Introspective
By Ramon L. Clarete
Many were surprised when in the second quarter of this year the agriculture sector outpaced industry and services. GDP declined year on year by 16.3% in real terms. Industry and services tanked, having contracted by at least 15.7%. But not the farming and fisheries sector, which posted the lone positive growth of 1.5%. For at least the first half of this year, agriculture’s performance provided the silver lining for the Philippine economy in the months of the COVID-19 pandemic.
The unexpected development is easy to explain, the result of exempting the sector from the stranglehold of a COVID-19 economic lockdown. From this likely one-off performance emerges a view that the sector can at least do better than its performance over nearly half a century has been. Agriculture growth has been slowest and contributed the least to the country’s GDP. The sector contributes only about a fifth of the growth of the country’s GDP in a normal year, in contrast to industry and services, which on average over the last six years have pulled up overall economic growth. In 2018, while the GDP grew by 6.2%, that of agriculture and fishing registered 0.8%.
The dismal economic performance of the sector is reflected the sector’s declining farm productivity and its shrinking tradability.
Falling farm yields. With few exceptions, farm yield growth rates of over 20 crops and two aquaculture products have generally been low or declining in recent years. Rice, the country’s largest crop, had a compounded annual productivity growth rate (CAGR) of -0.15% from 2014 to 2018. In contrast, that of corn farming, two-thirds of which involves planting genetically modified hybrid yellow corn used in animal feeds had a positive albeit insignificant growth at 0.79%. (See Chart 1.)
IFPRI in 2018 compared our sector’s land and total factor productivity indices with our ASEAN neighbors and we have a lot to catching up to do.

EXTRACTED DATA
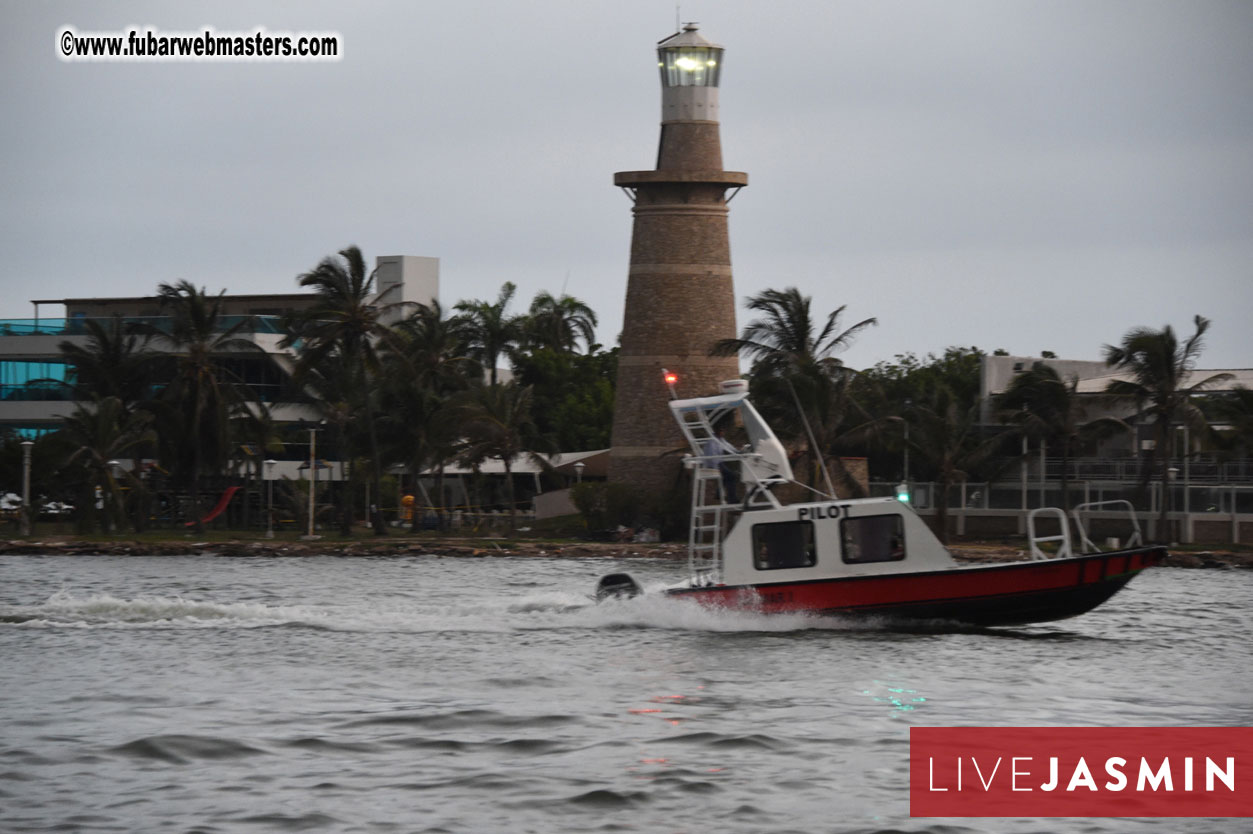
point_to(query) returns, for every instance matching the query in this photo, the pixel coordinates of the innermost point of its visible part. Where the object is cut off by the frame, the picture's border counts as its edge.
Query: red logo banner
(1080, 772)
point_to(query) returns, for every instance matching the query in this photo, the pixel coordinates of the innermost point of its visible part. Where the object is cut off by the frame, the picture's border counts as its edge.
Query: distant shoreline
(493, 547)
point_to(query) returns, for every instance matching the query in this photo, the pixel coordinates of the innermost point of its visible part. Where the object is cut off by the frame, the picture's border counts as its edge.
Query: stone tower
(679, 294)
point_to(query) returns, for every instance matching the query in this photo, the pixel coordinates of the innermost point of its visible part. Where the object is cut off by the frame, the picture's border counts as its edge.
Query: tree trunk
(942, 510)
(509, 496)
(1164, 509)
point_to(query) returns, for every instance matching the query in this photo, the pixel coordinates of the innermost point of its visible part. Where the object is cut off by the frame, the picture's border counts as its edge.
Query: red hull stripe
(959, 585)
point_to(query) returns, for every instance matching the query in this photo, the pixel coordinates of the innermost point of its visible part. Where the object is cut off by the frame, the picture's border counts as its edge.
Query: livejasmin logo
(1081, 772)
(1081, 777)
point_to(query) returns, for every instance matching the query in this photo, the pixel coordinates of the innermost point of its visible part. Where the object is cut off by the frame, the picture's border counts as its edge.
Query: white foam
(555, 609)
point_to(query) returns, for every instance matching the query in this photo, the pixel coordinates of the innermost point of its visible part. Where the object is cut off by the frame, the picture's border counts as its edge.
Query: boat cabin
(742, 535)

--

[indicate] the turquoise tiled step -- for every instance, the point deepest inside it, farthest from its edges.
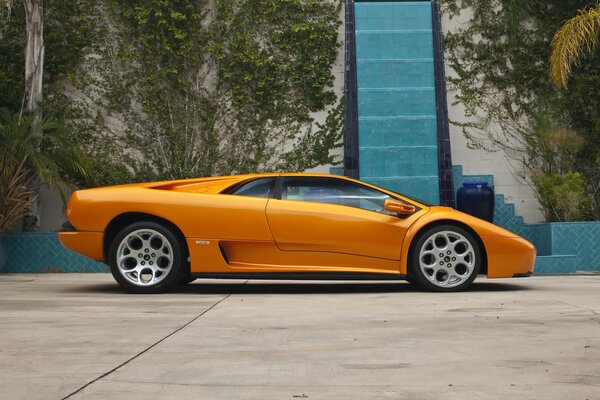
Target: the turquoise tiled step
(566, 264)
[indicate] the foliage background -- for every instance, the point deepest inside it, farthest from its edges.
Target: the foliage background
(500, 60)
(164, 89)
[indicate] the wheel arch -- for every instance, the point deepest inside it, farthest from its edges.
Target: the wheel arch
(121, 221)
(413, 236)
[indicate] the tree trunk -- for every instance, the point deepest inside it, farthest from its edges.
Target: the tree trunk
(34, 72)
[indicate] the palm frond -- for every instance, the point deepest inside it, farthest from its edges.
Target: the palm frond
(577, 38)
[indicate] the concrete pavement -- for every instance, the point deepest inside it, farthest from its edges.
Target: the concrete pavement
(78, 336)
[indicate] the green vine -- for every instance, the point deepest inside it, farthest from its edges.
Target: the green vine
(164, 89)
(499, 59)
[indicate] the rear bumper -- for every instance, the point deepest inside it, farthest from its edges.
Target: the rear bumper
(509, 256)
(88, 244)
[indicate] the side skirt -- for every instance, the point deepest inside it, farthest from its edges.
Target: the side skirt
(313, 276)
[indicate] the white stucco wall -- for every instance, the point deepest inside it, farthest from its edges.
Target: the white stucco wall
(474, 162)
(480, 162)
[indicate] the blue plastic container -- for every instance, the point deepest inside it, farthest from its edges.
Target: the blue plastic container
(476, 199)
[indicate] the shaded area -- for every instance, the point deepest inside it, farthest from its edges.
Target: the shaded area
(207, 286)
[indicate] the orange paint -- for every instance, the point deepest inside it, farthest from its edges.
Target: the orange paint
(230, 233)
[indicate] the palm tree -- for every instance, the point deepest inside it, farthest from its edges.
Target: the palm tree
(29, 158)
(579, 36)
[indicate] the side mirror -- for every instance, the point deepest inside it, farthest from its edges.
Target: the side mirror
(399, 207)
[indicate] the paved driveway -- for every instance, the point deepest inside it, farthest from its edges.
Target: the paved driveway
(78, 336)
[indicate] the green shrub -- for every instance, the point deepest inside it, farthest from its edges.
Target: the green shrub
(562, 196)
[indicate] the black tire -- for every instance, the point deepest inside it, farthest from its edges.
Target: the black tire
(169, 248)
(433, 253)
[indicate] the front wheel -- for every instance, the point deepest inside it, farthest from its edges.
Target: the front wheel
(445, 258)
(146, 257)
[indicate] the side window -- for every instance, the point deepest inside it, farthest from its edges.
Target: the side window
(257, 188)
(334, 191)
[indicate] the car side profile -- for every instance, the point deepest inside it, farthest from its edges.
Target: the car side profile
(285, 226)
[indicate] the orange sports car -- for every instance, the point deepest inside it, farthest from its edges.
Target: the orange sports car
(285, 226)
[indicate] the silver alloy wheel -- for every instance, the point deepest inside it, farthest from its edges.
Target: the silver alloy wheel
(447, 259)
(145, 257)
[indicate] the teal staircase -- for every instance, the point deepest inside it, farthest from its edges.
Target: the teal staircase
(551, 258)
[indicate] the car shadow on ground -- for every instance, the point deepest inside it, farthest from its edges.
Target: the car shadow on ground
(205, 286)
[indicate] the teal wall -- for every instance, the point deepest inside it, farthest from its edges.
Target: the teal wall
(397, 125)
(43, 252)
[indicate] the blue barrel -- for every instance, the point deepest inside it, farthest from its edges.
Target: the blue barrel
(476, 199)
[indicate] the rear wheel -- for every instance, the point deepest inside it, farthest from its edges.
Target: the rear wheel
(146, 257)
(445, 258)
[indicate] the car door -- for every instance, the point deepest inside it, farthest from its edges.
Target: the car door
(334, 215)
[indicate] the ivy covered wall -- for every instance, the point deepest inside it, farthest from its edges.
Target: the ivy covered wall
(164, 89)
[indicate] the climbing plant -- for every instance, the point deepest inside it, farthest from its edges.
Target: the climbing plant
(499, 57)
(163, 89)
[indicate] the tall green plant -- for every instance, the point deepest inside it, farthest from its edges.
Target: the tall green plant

--

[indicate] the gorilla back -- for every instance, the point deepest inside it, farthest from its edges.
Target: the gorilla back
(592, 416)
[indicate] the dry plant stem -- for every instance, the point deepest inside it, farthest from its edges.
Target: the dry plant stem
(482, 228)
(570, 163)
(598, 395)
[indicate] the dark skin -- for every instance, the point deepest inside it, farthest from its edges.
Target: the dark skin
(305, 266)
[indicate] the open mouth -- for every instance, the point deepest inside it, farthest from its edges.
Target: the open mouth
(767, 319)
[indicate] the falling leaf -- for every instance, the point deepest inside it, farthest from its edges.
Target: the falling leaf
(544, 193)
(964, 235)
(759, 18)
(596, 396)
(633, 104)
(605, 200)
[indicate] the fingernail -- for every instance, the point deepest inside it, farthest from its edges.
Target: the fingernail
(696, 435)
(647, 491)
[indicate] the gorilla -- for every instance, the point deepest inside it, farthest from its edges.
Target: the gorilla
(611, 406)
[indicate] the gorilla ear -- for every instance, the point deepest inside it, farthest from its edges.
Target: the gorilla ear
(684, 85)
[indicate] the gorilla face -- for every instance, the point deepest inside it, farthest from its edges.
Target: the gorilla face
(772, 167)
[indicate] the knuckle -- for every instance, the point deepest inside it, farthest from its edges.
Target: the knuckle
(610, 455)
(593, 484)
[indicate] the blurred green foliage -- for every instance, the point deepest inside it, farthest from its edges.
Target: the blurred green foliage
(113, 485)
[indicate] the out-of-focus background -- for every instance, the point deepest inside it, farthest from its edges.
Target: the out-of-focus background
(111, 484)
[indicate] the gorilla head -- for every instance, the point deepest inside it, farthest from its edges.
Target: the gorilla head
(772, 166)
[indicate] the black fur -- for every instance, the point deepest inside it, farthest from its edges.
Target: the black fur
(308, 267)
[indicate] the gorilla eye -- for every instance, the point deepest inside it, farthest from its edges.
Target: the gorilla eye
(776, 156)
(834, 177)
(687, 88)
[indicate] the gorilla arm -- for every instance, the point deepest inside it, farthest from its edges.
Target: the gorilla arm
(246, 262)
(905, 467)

PROBLEM SET
**A)** Using the column on Philippine agriculture, explain in one to three sentences why the farm sector grew in the second quarter while industry and services contracted.
**B)** According to the column on Philippine agriculture, what was the compounded annual productivity growth rate of rice from 2014 to 2018?
**C)** Pick up the column on Philippine agriculture after its last sentence and keep writing it.

LIST OF ANSWERS
**A)** The sector grew because it was exempted from the COVID-19 economic lockdown that held back industry and services. The column calls this a likely one-off performance.

**B)** -0.15%

**C)**
The land productivity estimates of selected ASEAN countries in 1990, 2000, 2010, and 2014 did rise for all countries. But the Philippines, which started out in 1990 with the second highest index after Vietnam, lost this advantage to all except Indonesia and Thailand. Our land productivity growth was the slowest. (See Chart 2.)
The total factor productivity (TFP) growth for the same countries and period shows that we had higher growth than Malaysia and Vietnam in the 1990s. TFP growth then decelerated for all, except for Thailand and Vietnam and with our TFP experiencing the slowest growth. In the last period, 2010-2014, TFP of the sector contracted. (See Chart 3.)
Shrinking tradability of the sector. The capability of the sector to engage in international trade has deteriorated significantly. In 1960, agriculture accounted for 60% of the total exports of the country. Sixty years later, the figure went down to 8%. Agricultural imports were 19% of the total in 1960 and increased to 24% in 2019. Import substituting industries in agriculture turned out not to be competitive enough so that when trade protection of them was lowered in compliance with the country’s obligations in the WTO Agreement on Agriculture, food imports, particularly rice, increased.
Trade openness indices show a pattern of shrinking tradability of the sector and a reduced capacity to trade internationally. In 1960, a third of the value added from agriculture were exported. That number dropped to only 1.6% in 2019.
Despite their rising share in the country’s total imports, imported agricultural products ended after 60 years with having a share of only 1.9% of gross value added (GVA), a third of what they used to have in 1960. The total tradability part of the sector plunged from 38% in 1960 to only 3.5% in 2019.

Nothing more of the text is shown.